** Opening Text segment block **

Fiona Reynolds visits two National Trust properties on a glorious Indian summer’s day.
On a divine September day, I’m heading for south Warwickshire. This little corner of England, deep in the ancient Forest of Arden, has a surprisingly low profile. The setting for Shakespeare’s As You Like It and still scattered with remnants of ancient woodland, it’s protected by Birmingham’s green belt and is a quiet place full of secrets and surprises.
Two of those surprises are glorious National Trust manor houses, survivors from another age, and we’re going to walk between them. They still sit in their historic landscapes, but now nestle among their modern equivalents, for this is a place where today’s prosperous Midlanders also like to live.
I meet my friend, who works for the Trust, at Packwood House. I first came here when I was about 10, with my garden-loving grand-father. A tough Northumbrian farmer, he was blown away by the ‘apostle’ yews grouped in the garden like great, green statues and the glorious deep, colour-rich flower borders; 50 years on, they’re as spectacular as ever.
We’re thrilled to see the head gardener, Mick, back from furlough with his small team (there are no volunteers in these Covid-19 days), working hard to ensure the borders’ usual flawless presentation. The pandemic has been simply horrible for the Trust, but Mick and his team exemplify the love and dedication I always associate with its staff.

** Closing Text segment block **

* [Tasks to carry out]:
1. Answer these questions using the Warwickshire walk text.
(a) Which Shakespeare play is set in the Forest of Arden?
(b) At which house does the writer meet the friend who works for the Trust?
(c) Who first brought the writer to that house, at about age 10?
2. Carry on the account of the walk between the two Warwickshire National Trust houses, starting after its last sentence.

** Opening Material shown block **

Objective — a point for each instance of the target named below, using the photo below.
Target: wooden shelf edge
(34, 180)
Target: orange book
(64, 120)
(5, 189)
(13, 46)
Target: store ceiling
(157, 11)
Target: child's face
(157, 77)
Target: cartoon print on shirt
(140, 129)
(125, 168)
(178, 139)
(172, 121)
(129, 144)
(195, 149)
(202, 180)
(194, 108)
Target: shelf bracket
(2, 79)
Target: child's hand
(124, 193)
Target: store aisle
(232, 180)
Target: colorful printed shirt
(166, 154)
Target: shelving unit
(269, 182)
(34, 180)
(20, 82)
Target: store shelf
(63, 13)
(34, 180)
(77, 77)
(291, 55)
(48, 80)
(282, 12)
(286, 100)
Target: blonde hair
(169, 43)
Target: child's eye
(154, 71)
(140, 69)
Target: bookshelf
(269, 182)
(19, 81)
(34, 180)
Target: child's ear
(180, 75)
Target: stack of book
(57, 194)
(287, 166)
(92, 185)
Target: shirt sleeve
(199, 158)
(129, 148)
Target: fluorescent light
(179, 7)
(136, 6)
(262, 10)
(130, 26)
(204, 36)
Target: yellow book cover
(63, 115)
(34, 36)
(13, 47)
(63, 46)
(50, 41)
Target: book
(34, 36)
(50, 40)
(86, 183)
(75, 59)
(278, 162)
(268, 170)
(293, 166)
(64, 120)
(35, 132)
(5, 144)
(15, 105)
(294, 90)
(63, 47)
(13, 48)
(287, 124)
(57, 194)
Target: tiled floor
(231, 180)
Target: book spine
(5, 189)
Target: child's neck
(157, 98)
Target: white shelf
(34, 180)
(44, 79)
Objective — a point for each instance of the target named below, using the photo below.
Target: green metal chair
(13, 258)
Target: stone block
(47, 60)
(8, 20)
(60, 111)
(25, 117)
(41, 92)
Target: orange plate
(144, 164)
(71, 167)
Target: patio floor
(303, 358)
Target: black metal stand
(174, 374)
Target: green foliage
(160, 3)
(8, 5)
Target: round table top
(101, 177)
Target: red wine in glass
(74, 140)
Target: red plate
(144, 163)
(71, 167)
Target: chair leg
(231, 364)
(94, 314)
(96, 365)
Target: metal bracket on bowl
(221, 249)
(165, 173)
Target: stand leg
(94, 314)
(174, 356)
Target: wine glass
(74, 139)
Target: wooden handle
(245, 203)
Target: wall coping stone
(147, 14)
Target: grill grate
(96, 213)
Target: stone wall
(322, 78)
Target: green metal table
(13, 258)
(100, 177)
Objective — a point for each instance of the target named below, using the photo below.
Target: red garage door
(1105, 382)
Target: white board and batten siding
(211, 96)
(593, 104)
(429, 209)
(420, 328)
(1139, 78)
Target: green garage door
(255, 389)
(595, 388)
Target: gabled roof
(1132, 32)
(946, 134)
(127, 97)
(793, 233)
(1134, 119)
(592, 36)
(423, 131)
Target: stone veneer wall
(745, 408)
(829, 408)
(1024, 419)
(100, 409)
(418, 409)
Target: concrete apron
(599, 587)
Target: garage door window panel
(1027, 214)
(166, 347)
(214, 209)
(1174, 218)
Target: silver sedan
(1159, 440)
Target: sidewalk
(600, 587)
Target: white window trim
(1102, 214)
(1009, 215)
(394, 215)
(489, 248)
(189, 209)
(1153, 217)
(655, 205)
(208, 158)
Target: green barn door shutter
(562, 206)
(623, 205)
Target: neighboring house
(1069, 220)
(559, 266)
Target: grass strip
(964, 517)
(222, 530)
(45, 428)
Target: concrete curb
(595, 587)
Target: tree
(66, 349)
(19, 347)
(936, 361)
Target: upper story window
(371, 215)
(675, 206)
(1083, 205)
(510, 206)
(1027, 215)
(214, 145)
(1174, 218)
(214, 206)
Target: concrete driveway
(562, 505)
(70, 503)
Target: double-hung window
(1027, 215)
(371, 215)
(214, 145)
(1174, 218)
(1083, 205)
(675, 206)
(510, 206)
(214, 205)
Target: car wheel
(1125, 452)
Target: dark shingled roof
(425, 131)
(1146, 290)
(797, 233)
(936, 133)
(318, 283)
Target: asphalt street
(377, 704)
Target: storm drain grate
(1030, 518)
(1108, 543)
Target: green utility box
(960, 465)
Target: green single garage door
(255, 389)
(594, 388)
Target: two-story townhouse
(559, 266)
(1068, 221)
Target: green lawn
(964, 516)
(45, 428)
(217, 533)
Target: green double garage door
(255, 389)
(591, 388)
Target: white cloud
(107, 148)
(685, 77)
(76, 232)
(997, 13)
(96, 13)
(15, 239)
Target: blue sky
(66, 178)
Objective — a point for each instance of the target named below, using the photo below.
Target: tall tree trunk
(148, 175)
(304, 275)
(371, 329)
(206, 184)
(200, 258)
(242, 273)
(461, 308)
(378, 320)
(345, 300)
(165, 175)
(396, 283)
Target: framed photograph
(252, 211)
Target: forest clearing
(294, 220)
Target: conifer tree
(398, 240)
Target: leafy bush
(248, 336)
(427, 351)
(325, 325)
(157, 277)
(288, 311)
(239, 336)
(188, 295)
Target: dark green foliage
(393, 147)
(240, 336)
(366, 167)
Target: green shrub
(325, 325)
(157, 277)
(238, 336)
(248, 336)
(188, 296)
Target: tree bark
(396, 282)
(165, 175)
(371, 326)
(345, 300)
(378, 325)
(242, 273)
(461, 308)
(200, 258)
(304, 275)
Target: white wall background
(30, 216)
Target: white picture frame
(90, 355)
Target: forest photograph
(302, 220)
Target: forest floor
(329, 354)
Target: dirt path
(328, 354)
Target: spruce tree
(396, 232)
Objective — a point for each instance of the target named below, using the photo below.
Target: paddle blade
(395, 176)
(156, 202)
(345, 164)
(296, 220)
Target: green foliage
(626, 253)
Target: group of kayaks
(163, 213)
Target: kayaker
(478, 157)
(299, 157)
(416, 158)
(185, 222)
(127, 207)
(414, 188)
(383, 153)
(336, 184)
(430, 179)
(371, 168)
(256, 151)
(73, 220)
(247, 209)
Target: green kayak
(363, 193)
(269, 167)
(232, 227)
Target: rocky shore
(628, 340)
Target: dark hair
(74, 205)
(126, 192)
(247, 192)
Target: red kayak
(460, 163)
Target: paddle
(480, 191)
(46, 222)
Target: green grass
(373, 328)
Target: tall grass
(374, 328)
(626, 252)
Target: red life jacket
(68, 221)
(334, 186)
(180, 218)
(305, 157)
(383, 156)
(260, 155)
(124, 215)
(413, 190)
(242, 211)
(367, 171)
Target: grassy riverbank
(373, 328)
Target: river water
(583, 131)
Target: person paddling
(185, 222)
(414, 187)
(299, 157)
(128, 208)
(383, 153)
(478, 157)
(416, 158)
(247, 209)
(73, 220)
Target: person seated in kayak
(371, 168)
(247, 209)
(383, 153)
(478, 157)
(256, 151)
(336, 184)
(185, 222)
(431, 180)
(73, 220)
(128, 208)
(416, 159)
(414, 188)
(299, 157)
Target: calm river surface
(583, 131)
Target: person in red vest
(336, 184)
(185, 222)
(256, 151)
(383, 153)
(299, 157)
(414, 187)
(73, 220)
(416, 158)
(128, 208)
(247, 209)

** Closing Material shown block **

* [Task answers]:
1.
(a) As You Like It
(b) Packwood House
(c) The writer's garden-loving grandfather, a tough Northumbrian farmer

2.
Packwood House was donated to the Trust in the 1940s by Graham Baron Ash, a Birmingham industrialist whose father bought the house; he set about restoring it to honour its Tudor origins.
It was built in the late 1550s for the Fetherston family, who lived here until the end of the 19th century. It was the Fetherstons who planted the extraordinary yew garden in the 1650s, supposedly to represent the Sermon on the Mount, with 12 ‘apostles’ and four ‘evangelists’ at its heart. It is, quite simply, remarkable.
We leave Packwood by its beautiful tree-lined avenue (also cared for by the Trust), which runs for more than a mile east-north-east. Dappled light and a soft breeze waft us along and we soon reach Uplands Farm, where we zig-zag to join the road that forms the northern border of the Baddesley Clinton estate, the second Trust house on our route. Incidentally, it was the first house to be covered in Country Life’s architectural pages, in 1897.
We cross the Grand Union Canal at Rising Bridge before we turn south along the drive and pass through the romantic parkland strewn with ancient trees. We feel as if we’re stepping back in time — and we are: the parkland and house date from the 13th century, when the land was cleared from the forest.
We graze the edge of the gardens, catching sight of the moated manor house through the trees. It was long in the hands of the Ferrers family and is an intriguing place, with priest holes and hidden passages reflecting the family’s staunch Catholicism throughout the Reformation.
Leaving Baddesley Clinton, we briefly join the Heart of England Way to return to the Grand Union Canal, this time taking to the towpath. It’s still and magical, with a family of swans lazily feeding. Soon, we’re at Kingswood Junction, where the Grand Union meets its branch, the Stratford-upon-Avon Canal. We’re now in a late-18th-century landscape, where we navigate a beautifully constructed series of locks and pools, the towpaths connected by delicate brick bridges, each works of industrial art.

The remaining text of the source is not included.